(Point-per-instance localization data)
__________

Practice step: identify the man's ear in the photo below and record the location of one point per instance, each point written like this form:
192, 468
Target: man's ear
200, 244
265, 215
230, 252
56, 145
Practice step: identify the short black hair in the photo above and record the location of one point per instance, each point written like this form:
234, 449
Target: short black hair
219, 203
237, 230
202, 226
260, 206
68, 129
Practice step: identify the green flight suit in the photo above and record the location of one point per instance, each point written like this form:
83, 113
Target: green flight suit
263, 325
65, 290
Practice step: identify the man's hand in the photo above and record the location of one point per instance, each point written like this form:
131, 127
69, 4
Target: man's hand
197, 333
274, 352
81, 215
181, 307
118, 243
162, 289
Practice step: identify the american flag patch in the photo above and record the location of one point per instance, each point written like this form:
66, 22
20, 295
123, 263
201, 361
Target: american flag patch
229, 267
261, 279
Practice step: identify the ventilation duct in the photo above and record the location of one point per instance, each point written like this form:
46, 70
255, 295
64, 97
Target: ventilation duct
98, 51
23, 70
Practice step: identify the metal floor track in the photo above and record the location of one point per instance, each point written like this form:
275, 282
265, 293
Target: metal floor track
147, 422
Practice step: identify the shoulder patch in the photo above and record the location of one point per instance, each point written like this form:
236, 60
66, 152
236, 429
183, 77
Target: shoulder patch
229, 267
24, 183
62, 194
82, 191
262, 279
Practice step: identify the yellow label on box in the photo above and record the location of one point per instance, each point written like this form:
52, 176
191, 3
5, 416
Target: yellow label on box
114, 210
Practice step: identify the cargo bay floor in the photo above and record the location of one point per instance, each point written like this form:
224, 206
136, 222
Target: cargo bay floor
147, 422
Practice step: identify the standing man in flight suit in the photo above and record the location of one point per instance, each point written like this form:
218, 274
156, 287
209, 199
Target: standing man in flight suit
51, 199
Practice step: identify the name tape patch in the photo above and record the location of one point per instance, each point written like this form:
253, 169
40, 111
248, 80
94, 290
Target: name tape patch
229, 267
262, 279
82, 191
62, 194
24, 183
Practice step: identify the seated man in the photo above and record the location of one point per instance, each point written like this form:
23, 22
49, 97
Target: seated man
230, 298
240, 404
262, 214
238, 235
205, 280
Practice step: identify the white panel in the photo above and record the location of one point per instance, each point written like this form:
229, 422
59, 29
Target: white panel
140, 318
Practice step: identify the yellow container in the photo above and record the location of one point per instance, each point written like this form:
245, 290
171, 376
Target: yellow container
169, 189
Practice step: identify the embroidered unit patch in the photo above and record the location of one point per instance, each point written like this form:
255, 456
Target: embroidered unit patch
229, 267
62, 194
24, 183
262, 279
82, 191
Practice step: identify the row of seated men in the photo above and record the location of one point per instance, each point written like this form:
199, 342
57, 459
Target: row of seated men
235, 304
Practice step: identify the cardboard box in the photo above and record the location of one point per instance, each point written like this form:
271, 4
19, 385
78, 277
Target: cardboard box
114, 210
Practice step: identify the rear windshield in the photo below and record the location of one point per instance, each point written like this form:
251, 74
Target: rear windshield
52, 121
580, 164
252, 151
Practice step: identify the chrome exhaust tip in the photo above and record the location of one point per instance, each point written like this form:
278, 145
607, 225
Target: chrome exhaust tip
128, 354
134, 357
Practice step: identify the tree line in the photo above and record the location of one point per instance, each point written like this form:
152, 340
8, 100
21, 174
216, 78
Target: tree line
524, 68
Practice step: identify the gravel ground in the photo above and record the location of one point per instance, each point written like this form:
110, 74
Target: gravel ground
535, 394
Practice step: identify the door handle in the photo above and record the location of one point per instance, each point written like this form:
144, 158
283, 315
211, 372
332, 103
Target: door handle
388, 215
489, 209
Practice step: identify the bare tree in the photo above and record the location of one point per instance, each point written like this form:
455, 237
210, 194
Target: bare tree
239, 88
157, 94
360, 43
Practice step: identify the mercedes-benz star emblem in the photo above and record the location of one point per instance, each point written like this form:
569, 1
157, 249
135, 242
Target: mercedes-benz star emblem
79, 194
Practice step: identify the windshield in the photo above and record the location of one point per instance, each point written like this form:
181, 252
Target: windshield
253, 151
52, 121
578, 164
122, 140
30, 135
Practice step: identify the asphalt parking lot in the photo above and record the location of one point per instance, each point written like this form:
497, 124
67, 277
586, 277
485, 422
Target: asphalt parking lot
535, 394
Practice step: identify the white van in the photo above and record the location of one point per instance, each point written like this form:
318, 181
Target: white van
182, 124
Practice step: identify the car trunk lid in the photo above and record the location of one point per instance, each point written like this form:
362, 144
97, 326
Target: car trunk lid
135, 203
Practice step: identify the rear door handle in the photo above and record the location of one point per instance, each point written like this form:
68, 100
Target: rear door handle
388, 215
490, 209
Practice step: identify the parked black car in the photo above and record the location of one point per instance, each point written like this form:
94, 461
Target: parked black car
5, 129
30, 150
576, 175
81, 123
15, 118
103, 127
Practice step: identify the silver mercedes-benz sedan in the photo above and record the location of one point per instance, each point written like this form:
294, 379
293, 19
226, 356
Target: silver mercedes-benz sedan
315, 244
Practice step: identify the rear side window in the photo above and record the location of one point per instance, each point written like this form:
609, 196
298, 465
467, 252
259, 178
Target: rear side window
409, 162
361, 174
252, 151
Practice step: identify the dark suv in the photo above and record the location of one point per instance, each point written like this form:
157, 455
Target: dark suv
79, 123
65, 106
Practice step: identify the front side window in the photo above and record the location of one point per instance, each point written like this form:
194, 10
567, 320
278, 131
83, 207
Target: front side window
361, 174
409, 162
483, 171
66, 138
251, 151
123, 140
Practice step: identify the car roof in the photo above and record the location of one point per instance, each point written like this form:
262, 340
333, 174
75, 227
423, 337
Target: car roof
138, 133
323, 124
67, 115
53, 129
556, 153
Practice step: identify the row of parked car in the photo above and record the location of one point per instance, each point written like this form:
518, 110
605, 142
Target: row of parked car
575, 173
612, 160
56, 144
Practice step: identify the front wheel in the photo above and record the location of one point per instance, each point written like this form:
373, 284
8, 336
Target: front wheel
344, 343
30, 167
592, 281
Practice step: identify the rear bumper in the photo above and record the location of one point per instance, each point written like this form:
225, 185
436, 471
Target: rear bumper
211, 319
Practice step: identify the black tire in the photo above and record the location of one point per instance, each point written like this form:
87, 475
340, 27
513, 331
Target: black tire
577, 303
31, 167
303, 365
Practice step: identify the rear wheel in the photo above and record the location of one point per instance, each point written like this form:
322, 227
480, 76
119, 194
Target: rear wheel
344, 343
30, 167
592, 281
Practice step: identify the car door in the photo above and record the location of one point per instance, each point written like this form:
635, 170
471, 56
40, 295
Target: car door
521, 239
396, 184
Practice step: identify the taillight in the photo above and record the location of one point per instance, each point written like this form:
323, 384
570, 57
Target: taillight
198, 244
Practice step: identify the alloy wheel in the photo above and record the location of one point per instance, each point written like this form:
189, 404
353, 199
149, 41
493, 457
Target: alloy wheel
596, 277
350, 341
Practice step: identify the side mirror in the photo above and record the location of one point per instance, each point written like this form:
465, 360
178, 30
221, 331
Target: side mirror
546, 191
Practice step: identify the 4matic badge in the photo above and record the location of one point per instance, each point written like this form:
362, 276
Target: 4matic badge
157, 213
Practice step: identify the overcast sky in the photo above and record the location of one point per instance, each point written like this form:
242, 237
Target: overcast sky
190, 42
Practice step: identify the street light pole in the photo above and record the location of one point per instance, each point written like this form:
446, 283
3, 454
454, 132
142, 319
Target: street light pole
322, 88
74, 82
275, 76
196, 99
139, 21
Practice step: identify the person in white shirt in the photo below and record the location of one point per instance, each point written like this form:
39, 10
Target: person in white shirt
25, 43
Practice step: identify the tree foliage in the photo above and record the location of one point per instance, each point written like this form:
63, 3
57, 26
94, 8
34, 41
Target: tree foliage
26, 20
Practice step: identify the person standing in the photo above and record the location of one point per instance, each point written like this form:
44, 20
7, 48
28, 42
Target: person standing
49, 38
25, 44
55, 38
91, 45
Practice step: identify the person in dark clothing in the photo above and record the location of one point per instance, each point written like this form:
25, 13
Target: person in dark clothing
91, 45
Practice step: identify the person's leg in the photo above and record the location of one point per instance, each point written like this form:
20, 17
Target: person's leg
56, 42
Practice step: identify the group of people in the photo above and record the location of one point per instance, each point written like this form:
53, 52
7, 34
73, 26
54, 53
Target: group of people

__________

**EXERCISE OBJECTIVE**
Find the line that contains "Practice step: identify the group". Restate it and all lines after it exactly, ending with the final line of the data.

**RESPONSE FOR THIS EXERCISE**
Practice step: identify the group of people in the photo above and record the location of one point per instance, each point written like this form:
53, 52
7, 34
73, 26
54, 53
Target: group of people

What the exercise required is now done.